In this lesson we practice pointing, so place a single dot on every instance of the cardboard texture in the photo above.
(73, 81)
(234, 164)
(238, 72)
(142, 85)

- **Your goal**:
All records should be written out again exactly as given.

- **Written solution**:
In this lesson we practice pointing, so place a single dot on every instance of the cardboard texture in the photo above.
(73, 81)
(234, 164)
(238, 72)
(142, 85)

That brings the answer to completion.